→ **TO-DO LIST**
A – Translate this sentence from the forum thread comparing the XP3 and XP4 lights into Spanish: "The other advantage with the XP3 is that the optics are user configurable whereas the XP4 is fixed."
B – In the forum thread comparing the XP3 and XP4 lights, what is tigris99 waiting for updates on?
C – Go on with the forum thread comparing the XP3 and XP4 lights, starting after its final post.

═══ READING TEXT ═══

I'll try to get the video posted before the night is out.

Sent from my XT1565 using Tapatalk


----------



## tigris99 (Aug 26, 2012)

Here you guys go. Didn't come out as good as I had hoped.






Sent from my XT1565 using Tapatalk


----------



## 84prerunner (Oct 13, 2016)

Whats this light suppose to cost? dont see it listed anywhere yet.


----------



## OverTheHill (Dec 3, 2004)

From those beam shots tigriss I would say the XP3 was the most impressive. The XP4 seemed to have too much hotspot in the middle which made the spill area look dim by comparison. 

You mention in the commentary that the XP4 had smoother spill so what do your eyes tell you that the camera doesn't? The other advantage with the XP3 is that the optics are user configurable whereas the XP4 is fixed.

What would be your preference between the XP3 and XP4?


----------



## tigris99 (Aug 26, 2012)

I don't need something as big as the xp4. And the optics hopefully won't be fixed, waiting for updates on a wider beam.

═══ ROWS ═══

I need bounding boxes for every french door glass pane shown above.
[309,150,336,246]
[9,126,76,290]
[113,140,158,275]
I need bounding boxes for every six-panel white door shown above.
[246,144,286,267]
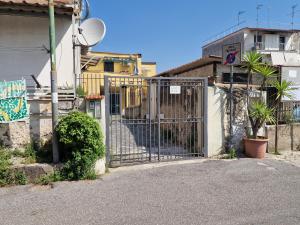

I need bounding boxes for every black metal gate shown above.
[105,76,207,166]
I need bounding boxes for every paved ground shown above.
[0,159,300,225]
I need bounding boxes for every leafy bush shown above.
[0,149,27,187]
[56,112,105,180]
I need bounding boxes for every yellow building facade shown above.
[78,52,157,114]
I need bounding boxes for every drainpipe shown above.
[49,0,59,163]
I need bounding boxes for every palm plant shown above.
[272,80,296,154]
[249,101,275,139]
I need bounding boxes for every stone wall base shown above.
[266,123,300,151]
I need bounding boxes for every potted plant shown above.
[244,101,275,159]
[243,52,276,158]
[273,80,296,155]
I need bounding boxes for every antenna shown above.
[256,4,263,28]
[291,4,298,30]
[238,11,246,26]
[78,18,106,47]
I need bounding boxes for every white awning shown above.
[271,52,300,66]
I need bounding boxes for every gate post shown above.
[202,78,208,158]
[156,79,160,160]
[104,76,110,165]
[148,79,152,161]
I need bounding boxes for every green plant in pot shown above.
[243,52,277,158]
[244,101,275,159]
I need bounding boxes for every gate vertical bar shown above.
[117,80,122,164]
[104,76,110,165]
[156,80,160,160]
[148,79,152,161]
[202,78,208,158]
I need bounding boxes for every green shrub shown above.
[56,112,105,180]
[14,171,27,185]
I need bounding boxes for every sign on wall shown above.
[0,80,28,123]
[170,86,181,95]
[223,43,241,65]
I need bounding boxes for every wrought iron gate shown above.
[105,76,207,166]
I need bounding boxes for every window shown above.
[223,73,248,84]
[104,62,114,72]
[279,36,285,51]
[254,34,262,43]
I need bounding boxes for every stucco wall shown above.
[207,87,227,157]
[266,123,300,151]
[175,64,214,77]
[0,15,74,86]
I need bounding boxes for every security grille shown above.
[105,76,207,166]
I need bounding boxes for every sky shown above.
[89,0,300,72]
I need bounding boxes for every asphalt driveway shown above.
[0,159,300,225]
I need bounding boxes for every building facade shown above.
[0,0,80,88]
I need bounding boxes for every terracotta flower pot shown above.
[244,137,269,159]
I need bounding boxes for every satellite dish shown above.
[78,18,106,47]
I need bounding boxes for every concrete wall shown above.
[175,64,214,77]
[265,123,300,151]
[207,87,227,157]
[0,15,80,87]
[0,99,106,149]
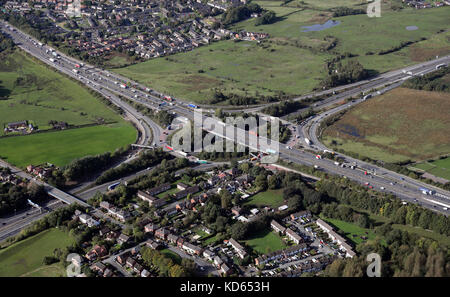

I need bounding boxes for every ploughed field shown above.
[322,88,450,163]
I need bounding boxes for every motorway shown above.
[2,21,450,214]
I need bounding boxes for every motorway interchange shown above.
[1,22,450,221]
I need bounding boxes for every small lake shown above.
[302,20,341,32]
[406,26,419,31]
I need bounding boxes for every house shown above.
[131,245,141,255]
[255,243,308,265]
[291,210,311,221]
[167,234,178,244]
[220,263,231,275]
[78,214,100,227]
[144,223,159,233]
[116,253,129,266]
[89,262,106,274]
[99,226,111,236]
[177,183,189,191]
[155,228,170,240]
[177,236,184,248]
[137,191,158,206]
[103,268,114,277]
[133,263,144,275]
[145,239,161,250]
[85,245,108,261]
[270,220,286,234]
[203,250,215,261]
[174,186,200,200]
[146,183,172,196]
[231,206,242,216]
[229,238,247,259]
[213,256,223,268]
[316,219,356,258]
[286,228,303,244]
[117,233,130,244]
[183,241,203,255]
[125,257,136,268]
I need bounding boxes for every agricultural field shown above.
[0,228,73,277]
[160,249,181,265]
[113,0,450,105]
[245,230,287,254]
[0,122,137,168]
[414,157,450,180]
[0,51,137,167]
[244,190,284,208]
[322,88,450,163]
[113,40,330,104]
[324,218,375,245]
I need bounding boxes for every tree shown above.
[220,189,233,209]
[255,173,268,191]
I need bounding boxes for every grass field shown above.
[244,189,284,208]
[0,122,137,168]
[322,88,450,162]
[0,51,129,135]
[245,230,287,254]
[114,4,450,105]
[323,218,375,245]
[0,51,137,167]
[160,249,181,265]
[113,41,329,104]
[0,229,73,276]
[414,157,450,180]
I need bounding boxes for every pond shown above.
[302,20,341,32]
[406,26,419,31]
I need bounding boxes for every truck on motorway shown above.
[108,182,120,191]
[266,149,277,154]
[419,188,436,195]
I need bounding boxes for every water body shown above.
[302,20,341,32]
[406,26,419,31]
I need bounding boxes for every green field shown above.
[244,189,284,208]
[0,229,73,276]
[0,51,129,135]
[414,157,450,180]
[160,249,181,265]
[113,41,329,104]
[324,218,375,245]
[245,230,287,254]
[0,51,137,167]
[322,88,450,166]
[0,122,137,168]
[114,4,450,105]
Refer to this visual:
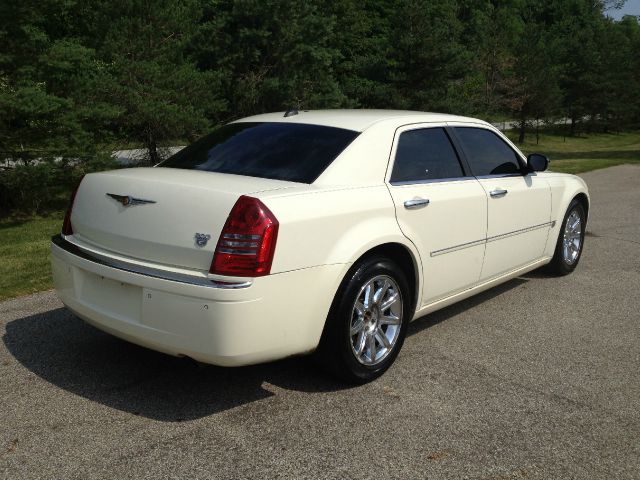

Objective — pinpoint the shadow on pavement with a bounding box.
[3,279,526,422]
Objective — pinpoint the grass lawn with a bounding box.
[0,127,640,300]
[0,212,64,300]
[507,132,640,173]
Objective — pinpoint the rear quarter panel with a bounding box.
[260,185,421,300]
[538,172,590,257]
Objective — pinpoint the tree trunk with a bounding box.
[518,118,527,143]
[146,127,162,167]
[569,114,576,137]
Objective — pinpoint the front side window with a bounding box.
[455,127,520,177]
[391,128,464,183]
[158,122,358,183]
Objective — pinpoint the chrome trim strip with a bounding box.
[431,238,487,257]
[389,177,476,187]
[487,222,553,243]
[51,235,253,289]
[431,220,556,257]
[475,173,526,180]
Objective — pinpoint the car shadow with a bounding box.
[3,279,526,422]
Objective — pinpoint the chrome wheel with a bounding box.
[562,210,582,265]
[350,275,402,366]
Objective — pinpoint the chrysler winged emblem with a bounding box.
[196,233,211,247]
[107,193,156,207]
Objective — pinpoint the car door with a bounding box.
[387,124,487,307]
[453,126,551,280]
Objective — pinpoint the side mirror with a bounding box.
[527,153,549,172]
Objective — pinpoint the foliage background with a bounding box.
[0,0,640,215]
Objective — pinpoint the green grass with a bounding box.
[507,131,640,173]
[0,212,63,300]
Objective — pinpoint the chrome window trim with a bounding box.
[430,220,556,257]
[384,121,475,186]
[475,173,527,180]
[51,235,253,290]
[389,176,476,187]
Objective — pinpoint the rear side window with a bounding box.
[158,122,358,183]
[455,127,520,177]
[391,128,464,183]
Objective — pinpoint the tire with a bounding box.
[547,199,587,275]
[316,257,413,384]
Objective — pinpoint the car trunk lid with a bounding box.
[71,167,298,271]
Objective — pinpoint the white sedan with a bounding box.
[51,110,589,382]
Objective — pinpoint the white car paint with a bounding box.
[52,110,588,366]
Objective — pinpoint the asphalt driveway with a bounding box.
[0,166,640,479]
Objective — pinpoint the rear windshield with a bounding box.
[158,122,358,183]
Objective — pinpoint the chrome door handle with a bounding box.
[489,188,509,198]
[404,198,429,210]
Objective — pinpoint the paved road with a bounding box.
[0,166,640,479]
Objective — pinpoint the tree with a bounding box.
[0,0,118,163]
[197,0,346,119]
[84,0,225,165]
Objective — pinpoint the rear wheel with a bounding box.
[549,200,586,275]
[317,257,412,383]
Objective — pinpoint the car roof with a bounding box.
[233,109,486,132]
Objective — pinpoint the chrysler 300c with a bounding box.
[51,110,589,382]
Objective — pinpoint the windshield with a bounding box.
[158,122,359,183]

═══

→ **EXERCISE RESULTS**
A – La otra ventaja del XP3 es que la óptica es configurable por el usuario, mientras que la del XP4 es fija.

B – A wider beam.

C –
The big problem for the camera is that the hot spot messes with the rest of the shot. And since the xp4 is much more powerful, it was drowning out the spill more. And remember that is pointed at the ground 5-8ft in front of the bike.

Xp4 isn't something to run at full power for most of us. But from an efficiency standpoint it will get a fair bit longer run time producing the same output at the xp3.

Or if your one of the guys that has trails where you can make use of the lumens, the throw and spill would do awesome. Out on open ground it makes sense but in tight and twisty its better suited to run lower outputs and enjoy the extra run time.

I'm going to try and locate something that works better (flat ground) and use regular still photos and see if I can capture what I'm seeing better. Basically beam shots on flat ground. Not easy to find where I won't piss ppl off around here lol.

As for the cost thing, sorry this thread was started long before light was available for preorder as I was testing it to make sure all was good before its release.

Price is $229.99 preorder, normal price is $269.99

Sent from my XT1565 using Tapatalk


----------



## Legbacon (Jan 20, 2004)

Shipping soon, yay.


----------



## Legbacon (Jan 20, 2004)

Shipped Yesterday!


----------



## tigris99 (Aug 26, 2012)

Did it arrive yet, curious to hear thoughts/opinions.

Sent from my XT1565 using Tapatalk


----------



## Legbacon (Jan 20, 2004)

tigris99 said:


> Did it arrive yet, curious to hear thoughts/opinions.
> 
> Sent from my XT1565 using Tapatalk


Not yet, I live in BC.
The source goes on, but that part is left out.